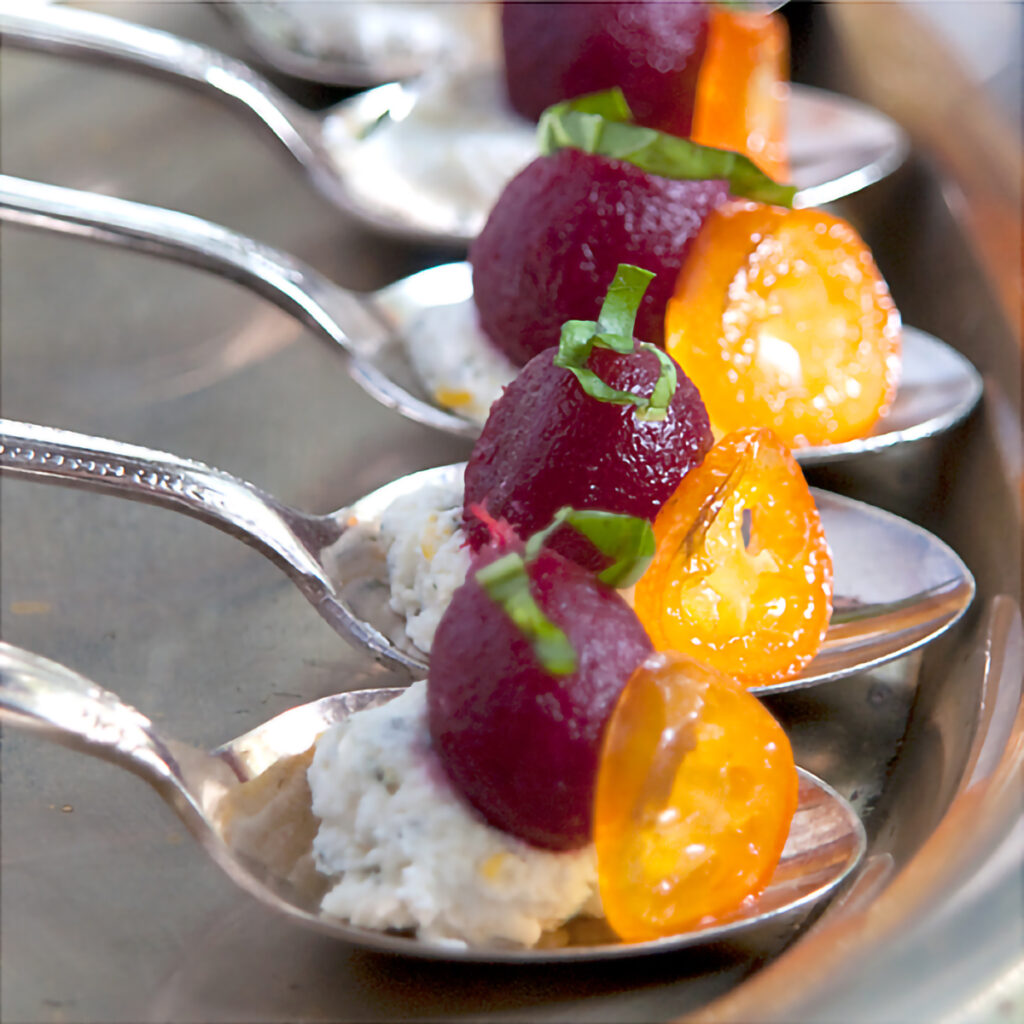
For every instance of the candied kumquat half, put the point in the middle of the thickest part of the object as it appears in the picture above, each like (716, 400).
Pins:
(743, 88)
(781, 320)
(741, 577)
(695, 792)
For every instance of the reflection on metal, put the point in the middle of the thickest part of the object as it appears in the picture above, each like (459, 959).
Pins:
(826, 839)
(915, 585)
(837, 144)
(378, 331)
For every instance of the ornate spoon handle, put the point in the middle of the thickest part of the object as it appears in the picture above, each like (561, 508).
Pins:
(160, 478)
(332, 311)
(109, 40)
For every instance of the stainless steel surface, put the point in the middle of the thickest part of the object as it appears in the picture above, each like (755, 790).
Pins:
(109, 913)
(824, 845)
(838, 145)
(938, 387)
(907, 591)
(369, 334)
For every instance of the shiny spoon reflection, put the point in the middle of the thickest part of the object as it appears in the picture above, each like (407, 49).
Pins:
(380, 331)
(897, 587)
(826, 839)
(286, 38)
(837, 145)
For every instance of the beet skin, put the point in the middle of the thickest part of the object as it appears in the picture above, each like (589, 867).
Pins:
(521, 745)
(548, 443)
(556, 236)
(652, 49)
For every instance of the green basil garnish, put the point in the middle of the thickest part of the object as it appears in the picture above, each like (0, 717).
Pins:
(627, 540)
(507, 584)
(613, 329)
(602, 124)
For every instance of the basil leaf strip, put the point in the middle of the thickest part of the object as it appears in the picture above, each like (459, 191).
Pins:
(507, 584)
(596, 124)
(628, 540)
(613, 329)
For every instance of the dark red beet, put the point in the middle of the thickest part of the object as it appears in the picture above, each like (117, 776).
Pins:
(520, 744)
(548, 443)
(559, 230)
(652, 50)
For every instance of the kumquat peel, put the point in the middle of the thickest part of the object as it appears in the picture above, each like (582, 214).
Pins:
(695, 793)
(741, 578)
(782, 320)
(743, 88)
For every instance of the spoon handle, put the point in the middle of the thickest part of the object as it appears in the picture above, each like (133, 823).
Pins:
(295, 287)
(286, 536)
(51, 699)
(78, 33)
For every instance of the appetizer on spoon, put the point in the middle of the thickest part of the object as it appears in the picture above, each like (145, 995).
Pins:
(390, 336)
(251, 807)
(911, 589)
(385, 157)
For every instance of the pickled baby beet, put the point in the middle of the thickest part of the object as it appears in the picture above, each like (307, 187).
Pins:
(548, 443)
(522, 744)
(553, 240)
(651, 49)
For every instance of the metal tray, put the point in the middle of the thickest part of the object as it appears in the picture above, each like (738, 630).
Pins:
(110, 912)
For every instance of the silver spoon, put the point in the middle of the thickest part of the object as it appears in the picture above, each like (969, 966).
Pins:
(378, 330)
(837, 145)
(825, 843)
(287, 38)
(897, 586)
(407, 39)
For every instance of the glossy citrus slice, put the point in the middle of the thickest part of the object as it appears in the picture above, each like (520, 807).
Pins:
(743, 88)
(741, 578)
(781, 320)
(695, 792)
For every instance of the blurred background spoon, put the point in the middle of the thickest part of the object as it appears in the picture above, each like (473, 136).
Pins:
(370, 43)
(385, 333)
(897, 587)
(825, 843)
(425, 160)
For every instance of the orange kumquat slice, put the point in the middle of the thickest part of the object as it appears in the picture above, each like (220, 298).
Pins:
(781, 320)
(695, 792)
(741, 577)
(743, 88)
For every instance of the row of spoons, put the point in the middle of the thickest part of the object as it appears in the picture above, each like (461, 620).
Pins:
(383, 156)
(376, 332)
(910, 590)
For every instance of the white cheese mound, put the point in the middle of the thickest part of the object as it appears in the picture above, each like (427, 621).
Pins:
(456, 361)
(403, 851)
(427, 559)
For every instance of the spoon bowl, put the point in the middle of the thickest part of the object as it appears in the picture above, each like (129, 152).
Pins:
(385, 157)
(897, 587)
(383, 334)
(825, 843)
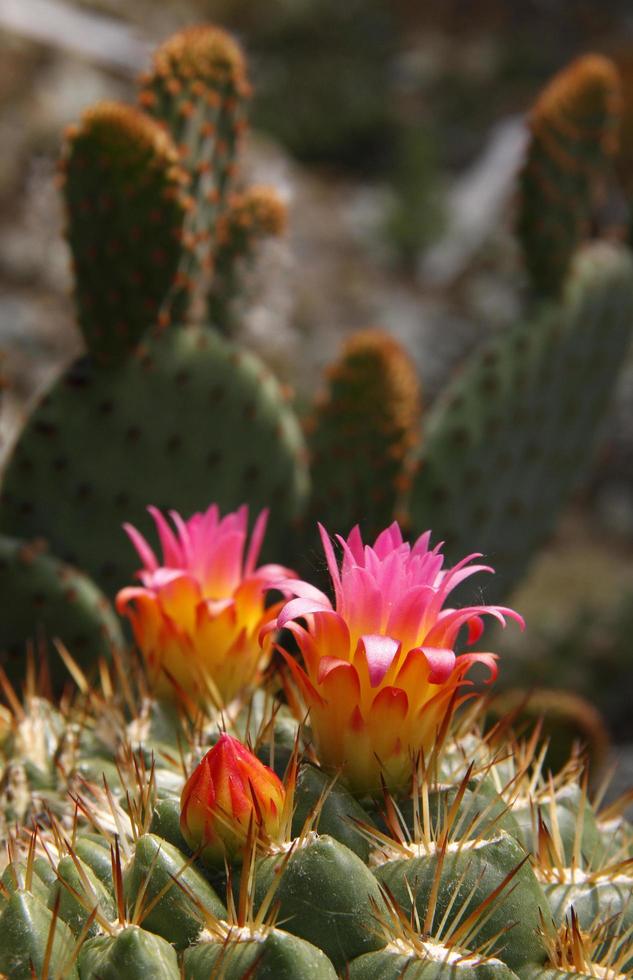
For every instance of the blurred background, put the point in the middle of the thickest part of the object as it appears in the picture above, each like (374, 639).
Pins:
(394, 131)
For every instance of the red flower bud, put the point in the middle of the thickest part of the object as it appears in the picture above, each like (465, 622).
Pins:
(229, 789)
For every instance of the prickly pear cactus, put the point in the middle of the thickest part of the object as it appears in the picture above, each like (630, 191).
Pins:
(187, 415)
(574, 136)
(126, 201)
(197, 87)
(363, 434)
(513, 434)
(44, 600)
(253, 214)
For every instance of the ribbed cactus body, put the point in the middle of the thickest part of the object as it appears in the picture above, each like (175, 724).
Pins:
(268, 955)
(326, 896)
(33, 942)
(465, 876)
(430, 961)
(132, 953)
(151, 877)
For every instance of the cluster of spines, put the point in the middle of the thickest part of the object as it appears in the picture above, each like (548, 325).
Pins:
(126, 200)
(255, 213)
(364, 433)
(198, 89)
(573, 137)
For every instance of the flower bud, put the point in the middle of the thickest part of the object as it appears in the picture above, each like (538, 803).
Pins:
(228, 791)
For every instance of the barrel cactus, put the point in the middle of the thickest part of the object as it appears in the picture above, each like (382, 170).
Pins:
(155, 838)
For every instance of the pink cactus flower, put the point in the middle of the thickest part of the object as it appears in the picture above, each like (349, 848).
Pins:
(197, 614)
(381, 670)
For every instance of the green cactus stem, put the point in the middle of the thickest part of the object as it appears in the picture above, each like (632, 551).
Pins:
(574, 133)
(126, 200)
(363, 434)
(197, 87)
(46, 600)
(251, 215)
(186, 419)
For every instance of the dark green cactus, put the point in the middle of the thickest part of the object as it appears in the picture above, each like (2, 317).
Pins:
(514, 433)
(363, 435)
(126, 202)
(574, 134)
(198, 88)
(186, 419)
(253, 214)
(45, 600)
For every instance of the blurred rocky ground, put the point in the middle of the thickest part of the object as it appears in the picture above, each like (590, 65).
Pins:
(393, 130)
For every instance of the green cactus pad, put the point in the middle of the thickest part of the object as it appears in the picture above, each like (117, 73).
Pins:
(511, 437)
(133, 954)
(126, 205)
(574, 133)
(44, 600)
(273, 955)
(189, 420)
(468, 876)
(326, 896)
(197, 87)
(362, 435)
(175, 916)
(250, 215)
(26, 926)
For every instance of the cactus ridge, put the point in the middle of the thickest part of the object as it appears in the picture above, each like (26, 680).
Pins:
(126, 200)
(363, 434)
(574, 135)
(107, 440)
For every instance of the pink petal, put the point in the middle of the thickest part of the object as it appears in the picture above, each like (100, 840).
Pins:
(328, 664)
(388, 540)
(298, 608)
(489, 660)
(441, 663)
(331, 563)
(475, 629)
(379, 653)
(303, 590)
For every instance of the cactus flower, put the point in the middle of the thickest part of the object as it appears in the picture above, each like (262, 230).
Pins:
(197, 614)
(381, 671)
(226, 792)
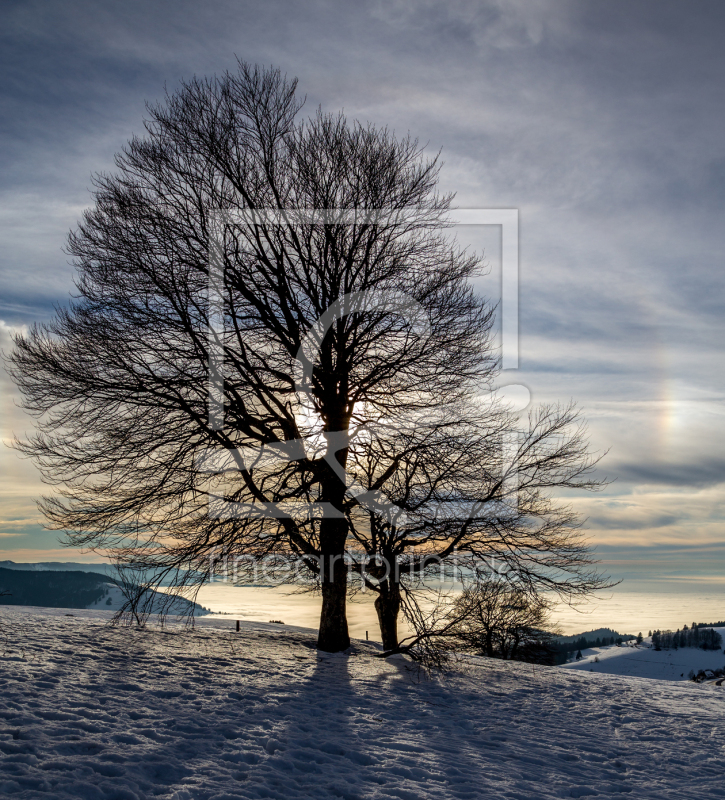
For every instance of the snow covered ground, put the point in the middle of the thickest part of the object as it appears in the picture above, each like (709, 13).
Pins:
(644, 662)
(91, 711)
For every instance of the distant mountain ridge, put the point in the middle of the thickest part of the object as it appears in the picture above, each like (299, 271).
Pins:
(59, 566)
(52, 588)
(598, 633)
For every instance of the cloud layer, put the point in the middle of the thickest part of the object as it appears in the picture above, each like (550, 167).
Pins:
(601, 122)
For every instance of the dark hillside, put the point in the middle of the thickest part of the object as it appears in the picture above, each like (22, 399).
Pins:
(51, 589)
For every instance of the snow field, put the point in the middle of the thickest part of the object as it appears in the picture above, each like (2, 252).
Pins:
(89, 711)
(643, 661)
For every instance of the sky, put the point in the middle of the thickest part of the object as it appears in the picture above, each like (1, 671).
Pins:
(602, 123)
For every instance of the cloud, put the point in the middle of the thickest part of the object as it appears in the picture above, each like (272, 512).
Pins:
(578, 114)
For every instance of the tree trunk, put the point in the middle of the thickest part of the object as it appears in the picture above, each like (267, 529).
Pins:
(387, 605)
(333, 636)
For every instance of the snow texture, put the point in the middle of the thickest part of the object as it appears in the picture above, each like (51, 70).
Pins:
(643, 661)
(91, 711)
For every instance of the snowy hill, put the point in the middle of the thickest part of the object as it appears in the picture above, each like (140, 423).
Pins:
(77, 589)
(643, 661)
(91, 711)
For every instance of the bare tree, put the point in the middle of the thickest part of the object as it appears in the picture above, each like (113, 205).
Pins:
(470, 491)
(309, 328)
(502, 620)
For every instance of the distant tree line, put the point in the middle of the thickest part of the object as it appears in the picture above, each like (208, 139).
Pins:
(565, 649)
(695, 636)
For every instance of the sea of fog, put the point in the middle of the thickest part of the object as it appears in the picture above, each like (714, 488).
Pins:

------------------------

_AIM_
Transcribe verbatim only the lines of the records from the line containing "For every instance of the tree" through the final line of the records, both included.

_EXERCISE ANSWER_
For every instance of the tree trunk, put the point in the middle of the thickest part of the object as it appears in the picture above, each like (267, 529).
Pins:
(387, 605)
(333, 636)
For every instance of the snow texture, put the point in the middle of the thickest part of the object as it appears in the picture above, each like (51, 70).
Pins:
(643, 661)
(91, 711)
For every instance of the snowy hill, put the point in the middle of the thickest part of the object as it appears in the picture above, each like (140, 423).
Pins:
(77, 589)
(643, 661)
(91, 711)
For every instance of the bare tree, put the point in the middle of the thickest part of the object as it appears in the picture above, each like (113, 205).
Pins:
(470, 491)
(309, 328)
(502, 620)
For every instance of the distant tree line, put the point in the middle of the thickest part of the object as it appears in the picture above, each like (208, 139).
Pins:
(565, 649)
(695, 636)
For every instance of the sea of fog, put the point in the middle of the thickest part of the object as it appears in the picture above, each like (714, 488).
Pins:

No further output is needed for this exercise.